WHAT IS ASKED: Pull out every line in the two blocks below that contains the string "points".

RAW DATA:
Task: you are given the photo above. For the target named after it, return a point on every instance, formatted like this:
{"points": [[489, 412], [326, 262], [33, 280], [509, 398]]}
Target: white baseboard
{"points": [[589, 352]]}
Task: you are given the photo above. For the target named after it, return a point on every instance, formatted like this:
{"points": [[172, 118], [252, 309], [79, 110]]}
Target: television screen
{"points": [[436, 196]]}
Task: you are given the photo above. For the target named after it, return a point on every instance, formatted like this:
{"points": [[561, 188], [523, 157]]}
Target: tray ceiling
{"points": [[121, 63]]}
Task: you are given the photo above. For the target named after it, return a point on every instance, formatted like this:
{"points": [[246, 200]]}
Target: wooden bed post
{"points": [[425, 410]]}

--

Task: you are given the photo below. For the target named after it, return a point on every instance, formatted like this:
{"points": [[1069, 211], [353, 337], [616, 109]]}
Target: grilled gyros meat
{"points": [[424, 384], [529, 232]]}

FINISHED TASK:
{"points": [[489, 412], [326, 262], [33, 280], [509, 398]]}
{"points": [[589, 352]]}
{"points": [[172, 118], [252, 309], [79, 110]]}
{"points": [[436, 196]]}
{"points": [[561, 188], [523, 157]]}
{"points": [[121, 63]]}
{"points": [[246, 200]]}
{"points": [[425, 410]]}
{"points": [[1069, 211], [353, 337], [616, 109]]}
{"points": [[424, 384], [529, 232]]}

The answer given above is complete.